- Exercise tasks
**1.** Please transcribe part of the Yellowknife budget editorial, beginning at the words "For the first" and stopping after the words "was $77 million.".
**2.** Answer these questions using the Yellowknife budget editorial:
(a) What was the city's draft budget two years ago?
(b) How old is the Ruth Inch Memorial Pool?
(c) What was Yellowknife's population fifteen years ago?

- Source passage
···

Barring some miracle of good fortune or common sense, history will be made when city council sits down next year to review the draft budget for 2020.

For the first time in Yellowknife's history, council will be asked to entertain a budget containing nine figures -- $122 million to be precise. This year's draft is still barely onside of eight figures at $95 million. Two years ago it was $77 million.

Allowances should be made for a tricky little line item called “amortization,” which will account for $15 million of city expenditures for 2019. It's not actual spending but an accounting term for the depreciation of city assets.

Still, one wonders how the city got itself into this position so quickly and so deeply. Fifteen years ago city expenditures were $35 million even though the population at the time – 19,198 – is nearly identical in size to today.

Fifteen years ago the city was the jewel of the nation, literally. With two new diamond mines in operation and another on the way, the city proudly billed itself the “Diamond Capital of North America.” There are still three diamond mines in the territory, although by the time city council begins chawing those nine-figure budgets, only a few years of life is expected to be left for Diavik Diamond Mine and maybe another decade for Gahcho Kue.

The simply reality is that the city has been spending beyond its means for years and with storm clouds on the horizon, the ptarmigan are coming home to roost.

And there is more big spending ahead.

Within the 2019 budget is close to $80 million in costs to replace two of the city’s most aged infrastructures – the 35-year-old Ruth Inch Memorial Pool and the 50-year-old, eight-kilometre water line underneath Yellowknife Bay.

The city could save at least $15 million if it drew its drinking water from Yellowknife Bay instead of the Yellowknife River but residents have been signalling for years that they will not accept water from the bay as long as there is a chance – however remote – that arsenic from Giant Mine could contaminate it.

The city is hoping the feds will cover the expense of replacing the aging water line but its pleas have yet to be answered.

The pool is no longer suitable for a city this size. Council had a chance to get much of the bill paid by Ottawa and the GNWT but balked at the expected $70 million price tag for hosting the Canada Winter Games that came with that arrangement.

In any event, city expenditures are expected to greatly exceed revenues just as Yellowknife enters a period of great economic uncertainty -- $3.5 million next year, $22.5 million the year after that.

There is plenty of trouble facing council with this budget and in the years ahead. The temptation might be to spend away as the city has always done and pat themselves on the back for keeping tax increases to a modest amount. That will be the easiest thing to do.

But it will not be enough. Unless the city can convince the already cash-strapped GNWT to fork over the estimated $11 million it short-changes the city every year, replacing the pool might have to wait, as well as a host of other capital expenditures.

It's time council starts asking itself, are they going to be fiscal stewards of the city or be popular. Because if they can't pay the bill who will?

···

- Given material
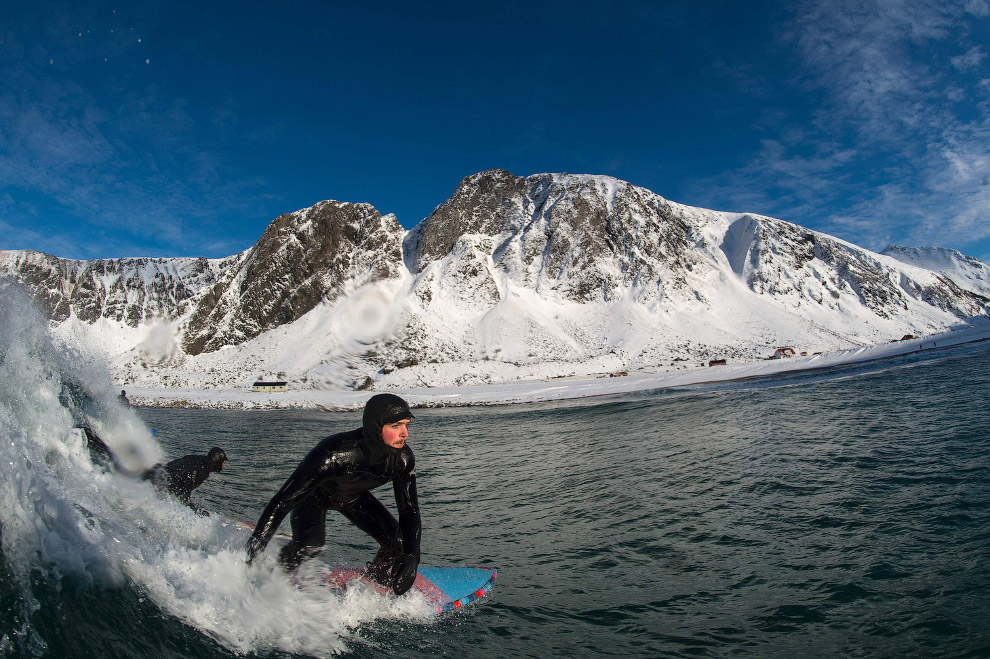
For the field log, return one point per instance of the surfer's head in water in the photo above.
(217, 458)
(387, 417)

···

- Responses
**1.**
For the first time in Yellowknife's history, council will be asked to entertain a budget containing nine figures -- $122 million to be precise. This year's draft is still barely onside of eight figures at $95 million. Two years ago it was $77 million.

**2.**
(a) $77 million
(b) 35 years old
(c) 19,198